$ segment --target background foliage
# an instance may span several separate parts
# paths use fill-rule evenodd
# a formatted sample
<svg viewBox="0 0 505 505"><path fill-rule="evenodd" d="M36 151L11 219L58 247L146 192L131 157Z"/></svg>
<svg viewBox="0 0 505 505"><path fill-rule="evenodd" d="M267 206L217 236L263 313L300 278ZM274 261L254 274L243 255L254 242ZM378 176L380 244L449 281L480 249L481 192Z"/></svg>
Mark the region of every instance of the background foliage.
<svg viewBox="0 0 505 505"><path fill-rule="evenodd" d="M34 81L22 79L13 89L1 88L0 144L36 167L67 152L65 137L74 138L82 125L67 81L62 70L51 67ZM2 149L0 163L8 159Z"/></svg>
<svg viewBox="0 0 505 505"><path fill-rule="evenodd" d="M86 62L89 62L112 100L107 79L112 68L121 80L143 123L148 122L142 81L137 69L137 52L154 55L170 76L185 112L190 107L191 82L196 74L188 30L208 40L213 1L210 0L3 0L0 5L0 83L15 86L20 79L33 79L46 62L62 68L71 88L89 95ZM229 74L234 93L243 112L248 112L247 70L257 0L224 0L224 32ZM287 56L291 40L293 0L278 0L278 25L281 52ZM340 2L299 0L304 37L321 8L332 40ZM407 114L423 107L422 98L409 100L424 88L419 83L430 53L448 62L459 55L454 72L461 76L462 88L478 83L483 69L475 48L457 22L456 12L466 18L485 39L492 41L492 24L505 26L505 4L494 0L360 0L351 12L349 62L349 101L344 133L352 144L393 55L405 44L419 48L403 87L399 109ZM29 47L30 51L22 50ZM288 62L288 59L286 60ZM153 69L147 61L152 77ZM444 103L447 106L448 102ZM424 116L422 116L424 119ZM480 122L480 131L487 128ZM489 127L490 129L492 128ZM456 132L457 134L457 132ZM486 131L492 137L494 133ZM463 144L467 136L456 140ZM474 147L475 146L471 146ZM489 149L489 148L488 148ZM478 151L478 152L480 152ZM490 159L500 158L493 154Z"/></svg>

____________________

Can you write out all of the data above again, switching "background foliage" to "tree canopy" wherever it occurs and leaving everything else unchanged?

$ segment --target tree canopy
# an instance may span several separate parts
# paths use fill-rule evenodd
# a formatted sample
<svg viewBox="0 0 505 505"><path fill-rule="evenodd" d="M36 151L11 219L58 247L146 192L131 157Z"/></svg>
<svg viewBox="0 0 505 505"><path fill-rule="evenodd" d="M267 206L217 236L263 313L300 278ZM274 261L254 274L243 255L254 242ZM378 176L380 244L449 281L480 249L481 192Z"/></svg>
Mark the region of every instance of the tree canopy.
<svg viewBox="0 0 505 505"><path fill-rule="evenodd" d="M34 81L22 79L13 89L1 88L0 144L36 167L67 152L65 137L74 138L82 125L67 81L62 70L51 67ZM2 149L0 163L8 159Z"/></svg>
<svg viewBox="0 0 505 505"><path fill-rule="evenodd" d="M86 62L89 62L112 100L107 79L112 68L121 80L143 123L148 122L142 81L137 69L137 52L154 55L170 76L185 112L190 107L191 82L196 74L188 30L208 40L213 1L210 0L3 0L0 5L0 83L15 86L20 79L33 79L46 62L62 68L71 88L89 95ZM229 74L234 93L243 112L248 112L247 70L257 0L224 0L224 32ZM287 56L291 40L293 0L278 0L278 25L281 52ZM340 2L299 0L304 37L321 8L332 40ZM407 114L423 107L422 98L409 100L424 88L419 83L430 53L448 62L459 55L454 72L461 76L462 88L478 83L483 69L475 48L457 22L456 12L466 18L485 39L492 41L492 24L505 26L505 4L494 0L360 0L351 12L349 62L349 101L344 133L352 144L393 55L405 44L419 48L403 87L399 109ZM29 47L30 51L22 50ZM288 62L288 59L286 60ZM153 69L147 61L152 77ZM444 103L447 106L448 102ZM424 116L422 116L424 119ZM480 122L480 131L487 128ZM489 127L490 129L492 128ZM456 132L457 134L457 132ZM486 131L492 137L494 133ZM463 144L467 136L456 140ZM474 147L475 146L471 146ZM489 149L489 148L488 148ZM478 151L478 152L480 152ZM490 159L500 158L493 154Z"/></svg>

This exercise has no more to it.